EXCERPT TO READ >>
--- START ---
Equal rights. All are welcome. Sounds a bit like “all lives matter,” doesn’t it? Dismissive, disingenuous. When I hear that, the translator in my head is already running. Decoded, I hear that my identity doesn’t matter. Who I am, what I’ve experienced, isn’t important.
And when I hear that… well, that’s my cue.
Already, by that first in office day, I had made my new email signature, complete with pronouns and rainbow stripe. I had already affixed the rainbow pin to my badge, and the one that says, you are safe with me. I was signed up for an equity training and had emailed the person in charge that I’d like to join the organization in the Pride parade.
Good thing I can be louder, though.
Rather than address this person (whom, mind you, I did not know from LaGanja), I struck up a conversation with my coworker who shares a cubicle wall with them. I complimented her Pride swag, and she showed me pictures from last year’s parade. She said that Pride was definitely a big deal around here, and I, not too quietly, said, “are you sure about that?” She chattered on about it while the air behind her went very, very still. When my fun new coworker paused for a breath, I thanked her for making sure “ally” was a verb, and told her I was glad to be working with her, here and now.
Because I cannot be quiet about it. I’ve long recognized my safety and my privilege in this world, and when I can use that as any sort of soapbox, I will. “Equal rights” and “All are welcome” and “All lives matter” are not the invitation they try to be, and are a bullshit replacement so that people who haven’t been othered their whole lives can still feel comfortable. Fuck that noise.
I grew up missing something I didn’t even know existed – a community. One that invited me in – that held meup, cried with me, shared in my laughter, and supported my family. One that flies a colorful flag that isn’t afraid to change and update and learn and progress.
That flag is a beacon. It is a coming home song, and a war cry in equal measure. It’s the flag that flew outside the church the day I married my wife, on our paperwork the days our children were born, and at least a dozen places around the house on the day my wife left this plane. It’s the one that my child knows represents safety – they know that if they get lost in a crowd and can’t find me, they find someone wearing a rainbow to help them find their mom. It’s one I wear that tells people something important, something I need them to know about me – like my third-degree black belt, my passion for writing, or my obsessive interest in ornithology – you know, basic 40-year-old stuff.
--- END ---
EXERCISE REQUIREMENTS >>
- 1) Restate the passage of the Pride essay that opens with the words containing "And when I hear" and closes with "the Pride parade.", renaming "rainbow pin" as "Pride pin".
- 2) Go on with the Pride essay, starting after its last sentence.
The entries that come next were taken from a separate source.

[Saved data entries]
--- START ---
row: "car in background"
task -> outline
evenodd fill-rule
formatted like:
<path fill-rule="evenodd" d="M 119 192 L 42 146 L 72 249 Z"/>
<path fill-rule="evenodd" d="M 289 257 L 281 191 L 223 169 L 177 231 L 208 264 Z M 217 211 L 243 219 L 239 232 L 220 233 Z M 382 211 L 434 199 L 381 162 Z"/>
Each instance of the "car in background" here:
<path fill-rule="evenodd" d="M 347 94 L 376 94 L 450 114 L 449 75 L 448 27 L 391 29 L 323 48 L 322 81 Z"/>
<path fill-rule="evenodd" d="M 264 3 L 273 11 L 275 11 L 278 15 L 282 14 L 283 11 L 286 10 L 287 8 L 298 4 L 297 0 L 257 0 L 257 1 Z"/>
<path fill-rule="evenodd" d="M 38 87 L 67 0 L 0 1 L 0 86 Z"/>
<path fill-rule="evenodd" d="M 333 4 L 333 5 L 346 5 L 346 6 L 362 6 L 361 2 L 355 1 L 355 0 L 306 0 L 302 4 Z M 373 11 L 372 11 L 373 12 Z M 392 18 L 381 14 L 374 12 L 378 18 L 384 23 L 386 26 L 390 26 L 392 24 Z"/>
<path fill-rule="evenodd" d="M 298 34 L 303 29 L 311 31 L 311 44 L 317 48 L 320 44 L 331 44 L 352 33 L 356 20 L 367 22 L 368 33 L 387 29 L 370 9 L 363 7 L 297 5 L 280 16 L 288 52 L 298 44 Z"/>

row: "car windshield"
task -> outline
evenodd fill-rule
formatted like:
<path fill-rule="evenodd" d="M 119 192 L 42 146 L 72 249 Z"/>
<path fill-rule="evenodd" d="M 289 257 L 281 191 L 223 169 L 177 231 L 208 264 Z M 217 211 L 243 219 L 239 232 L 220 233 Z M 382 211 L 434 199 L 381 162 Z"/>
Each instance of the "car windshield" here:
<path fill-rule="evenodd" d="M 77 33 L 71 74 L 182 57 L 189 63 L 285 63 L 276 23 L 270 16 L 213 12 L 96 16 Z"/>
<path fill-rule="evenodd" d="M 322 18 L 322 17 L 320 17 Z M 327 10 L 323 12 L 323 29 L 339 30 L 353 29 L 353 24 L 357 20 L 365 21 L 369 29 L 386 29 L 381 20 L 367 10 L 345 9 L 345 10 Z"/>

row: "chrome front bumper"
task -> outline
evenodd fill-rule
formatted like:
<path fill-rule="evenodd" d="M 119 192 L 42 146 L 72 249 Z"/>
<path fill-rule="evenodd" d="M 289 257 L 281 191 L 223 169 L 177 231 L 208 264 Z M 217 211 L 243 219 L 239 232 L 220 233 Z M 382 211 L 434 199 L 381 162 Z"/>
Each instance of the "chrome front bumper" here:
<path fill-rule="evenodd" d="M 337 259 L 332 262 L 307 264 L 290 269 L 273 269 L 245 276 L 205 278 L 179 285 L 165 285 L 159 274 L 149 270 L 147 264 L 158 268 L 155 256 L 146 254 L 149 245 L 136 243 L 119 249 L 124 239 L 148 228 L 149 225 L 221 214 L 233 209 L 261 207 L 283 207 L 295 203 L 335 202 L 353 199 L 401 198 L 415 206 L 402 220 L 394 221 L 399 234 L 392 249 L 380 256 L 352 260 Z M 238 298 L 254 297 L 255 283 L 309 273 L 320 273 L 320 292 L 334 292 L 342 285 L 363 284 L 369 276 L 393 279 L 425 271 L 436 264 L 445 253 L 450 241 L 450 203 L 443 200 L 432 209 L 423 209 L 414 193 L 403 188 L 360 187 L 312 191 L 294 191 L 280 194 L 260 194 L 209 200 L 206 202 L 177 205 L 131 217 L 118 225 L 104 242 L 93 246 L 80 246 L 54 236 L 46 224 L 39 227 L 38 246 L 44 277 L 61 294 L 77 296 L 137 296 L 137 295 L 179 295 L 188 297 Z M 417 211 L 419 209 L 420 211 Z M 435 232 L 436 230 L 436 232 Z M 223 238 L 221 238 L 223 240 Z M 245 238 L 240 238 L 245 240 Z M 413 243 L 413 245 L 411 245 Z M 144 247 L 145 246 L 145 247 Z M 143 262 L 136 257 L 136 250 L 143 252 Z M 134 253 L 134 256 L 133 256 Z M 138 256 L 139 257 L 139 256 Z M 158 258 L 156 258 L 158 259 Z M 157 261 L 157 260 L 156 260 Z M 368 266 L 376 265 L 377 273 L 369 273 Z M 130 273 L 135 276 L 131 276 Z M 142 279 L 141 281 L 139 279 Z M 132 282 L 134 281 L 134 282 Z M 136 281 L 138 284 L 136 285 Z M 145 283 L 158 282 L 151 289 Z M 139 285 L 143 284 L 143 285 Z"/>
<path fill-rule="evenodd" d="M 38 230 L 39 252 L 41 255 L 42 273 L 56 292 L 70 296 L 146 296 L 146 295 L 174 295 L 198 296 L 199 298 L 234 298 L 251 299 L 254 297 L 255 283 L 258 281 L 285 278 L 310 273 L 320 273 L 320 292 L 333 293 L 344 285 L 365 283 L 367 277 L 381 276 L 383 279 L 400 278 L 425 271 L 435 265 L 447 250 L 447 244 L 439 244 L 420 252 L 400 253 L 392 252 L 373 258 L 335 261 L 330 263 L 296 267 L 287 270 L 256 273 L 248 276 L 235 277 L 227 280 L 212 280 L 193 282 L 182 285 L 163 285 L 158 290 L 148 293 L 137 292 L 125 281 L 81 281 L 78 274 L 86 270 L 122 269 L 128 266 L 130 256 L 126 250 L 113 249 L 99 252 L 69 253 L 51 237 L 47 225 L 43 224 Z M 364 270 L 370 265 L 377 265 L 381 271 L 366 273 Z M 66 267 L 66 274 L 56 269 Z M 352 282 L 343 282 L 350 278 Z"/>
--- END ---
ANSWERS PER TASK >>
- 1)
And when I hear that… well, that’s my cue.
Already, by that first in office day, I had made my new email signature, complete with pronouns and rainbow stripe. I had already affixed the Pride pin to my badge, and the one that says, you are safe with me. I was signed up for an equity training and had emailed the person in charge that I’d like to join the organization in the Pride parade.

- 2)
I’m still a lot – emotional, touch-feely. I feel things deeply and take some things too seriously. But I try every day to leave that sense of “too much” back with the loneliness and yearning for community. Now I wear that flag, that beacon, as loudly as I can. Because I don’t want my child, or yours, or any person at all, to feel like loneliness and indifference is the better end of violence and hostility, that it’s the least-painful outcome and the best they can hope for. Because queer and trans kids need to see queer and trans adults, to know that we survive, we persevere. That our natures are valid and worthy, and we are all deserving of nurturing. Because when the 16-year-old in the locker room sees my water bottle that says “hydrate or die straight,” tells me they like my sticker, my translator is already running. I hear words that might be hidden under them. I know what that might decode to. And when I reply, “terrifying fate, isn’t it?” it’s a reminder that just because I’m wearing black doesn’t mean there’s not a rainbow flag waving there.
There was a lot going on in my teen years. I don’t know what may have been different, had I had any representation of queer adults outside of a TV screen. I didn’t know the words to describe what I was searching for, or why I felt guilty about it, let alone what to expect, or how to prepare for a life that would never match the other 98% of TV my mom watched.
Would I have felt less alone if I’d seen masc-presenting black belt? Or a chief medical officer with a framed photo of him and his husband? Would I feel the need to make absolutely sure my queerness is known in job interviews, or hiring a babysitter? Would I have embraced the need to keep my rainbow borders up on Zoom and Teams meetings all year round?
I don’t know.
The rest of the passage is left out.